— Begin Text excerpt —

GitHub - srush-shah/restaurant-recommender

Restaurant Recommendation System

The current status quo for restaurant recommendations relies heavily on content-based filtering methods. Creating more personalized recommendations removes the hassle of finding a place to eat and reduces time spent endlessly scrolling through food apps like Yelp, Google Maps, and Beli. With Yelp publishing their open dataset, we saw this as an opportunity to improve on their current recommendation system and present our own hybrid model recommendation system to drive up user utility of the Yelp app through more personalized recommendations.

Yelp's open dataset has a rich combination of business attributes (like categories, price range, and location), user data (including review history and social connections), and millions of textual reviews and explicit star ratings. The wide range of features makes for perfect data to train a neural network on. Additionally, the millions of reviews are the ideal input for a collaborative filtering matrix factorization model like ALS. All in all, Yelp’s open dataset contains 9.6GB of JSON data. With this dataset, we were able to train a lightweight 100kb MLP model, as well as around 100MB worth of latent user and restaurant vectors from the ALS model.

Contributors

Team Contributions

Name	Responsible for	Link to their commits in this repo
Maneesh	Units - 8	Commits - Maneesh
Ritesh Ojha	Units - 3	Commits - Ritesh
Russel Sy	Units - 4,5	Commits - Russel
Srushti Shah	Units - 6,7	Commits - Srushti

System diagram

Summary of outside materials

	How it was created	Conditions of use
Yelp Open Dataset	The Yelp Open Dataset is a subset of Yelp data that is intended for educational use. It provides real-world data related to businesses including reviews, photos, check-ins, and attributes like hours, parking availability, and ambience.	See detailed ToS here
SBERT Transformer	Hugging Face used the pretrained microsoft/mpnet-base model and fine-tuned in on a 1B sentence pairs dataset. They used a contrastive learning objective: given a sentence from the pair, the model should predict which out of a set of randomly sampled other sentences, was actually paired with it in their dataset.	Hugging Face ToS

Continuous X

We are using imperative style (python-chi) to deploy our infrastructure. The code lives in GIT. I have used a combination of tools python-chi, ansible, ArgoCD, Argo Workflows, Helm.

Infrastructure as code :

https://github.com/srush-shah/restaurant-recommender/tree/main/infra/infra_final

We first start with running: setting_up_gpu_with_mlflow_mnio.ipynb : This notebook provisions a bare-metal GPU instance on Chameleon Cloud using a reserved lease, attaches a floating IP, and installs Docker with NVIDIA Container Toolkit for GPU access. It configures and runs a JupyterLab container (torchnb) and an MLflow tracking container (mlflow), both with GPU support. Additionally, it mounts Chameleon object storage via rclone for persistent data access inside the containers.

vm_resources_deployment.ipynb The notebook automates provisioning of a KVM virtual machine on Chameleon Cloud (KVM@TACC) with a medium flavor and Ubuntu 24.04 image. It attaches a floating IP, sets up custom security groups for key services (SSH, MLFlow, Jupyter, etc.), installs Docker, and mounts object storage using rclone. Finally, it starts essential services like Grafana, Prometheus, and JupyterLab inside containers for end-to-end monitoring and experimentation.

— End Text excerpt —
— Begin Source data —

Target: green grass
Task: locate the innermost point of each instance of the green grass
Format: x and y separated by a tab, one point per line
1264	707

— End Source data —

## Task requirements
**A)** According to the restaurant recommender page, why does Yelp's open dataset suit both a neural network and the ALS model? Answer in one to three sentences.
**B)** Print the passage of the restaurant recommender page from "Continuous X" to "inside the containers.".
**C)** Write what comes next in the restaurant recommender page, starting after its final sentence.
The listing plays no part in this work.

## Task answers
**A)** Its wide range of features makes it good data for training a neural network. These features include business attributes, user data, and textual reviews with star ratings. Its millions of reviews are also the ideal input for a collaborative filtering matrix factorization model like ALS.

**B)**
Continuous X

We are using imperative style (python-chi) to deploy our infrastructure. The code lives in GIT. I have used a combination of tools python-chi, ansible, ArgoCD, Argo Workflows, Helm.

Infrastructure as code :

https://github.com/srush-shah/restaurant-recommender/tree/main/infra/infra_final

We first start with running: setting_up_gpu_with_mlflow_mnio.ipynb : This notebook provisions a bare-metal GPU instance on Chameleon Cloud using a reserved lease, attaches a floating IP, and installs Docker with NVIDIA Container Toolkit for GPU access. It configures and runs a JupyterLab container (torchnb) and an MLflow tracking container (mlflow), both with GPU support. Additionally, it mounts Chameleon object storage via rclone for persistent data access inside the containers.

**C)**
Cloud-native: https://github.com/srush-shah/restaurant-recommender/tree/main/ml_train_docker

https://github.com/srush-shah/restaurant-recommender/tree/main/infra/updated_scripts/data_infra

We followed a cloud-native, immutable infrastructure approach by avoiding manual "clickops" and ensuring all provisioning and configuration is done through version-controlled code. The repository includes multiple purpose-built Dockerfiles and Docker Compose manifests (for Airflow, MLflow, Ray, Jupyter, MinIO, etc.), enabling reproducible deployments across both CPU and GPU environments (CUDA and ROCm). We have made sure that the object storage and block storage are also made through code. All infrastructure components are containerized and declaratively managed, promoting scalability and portability.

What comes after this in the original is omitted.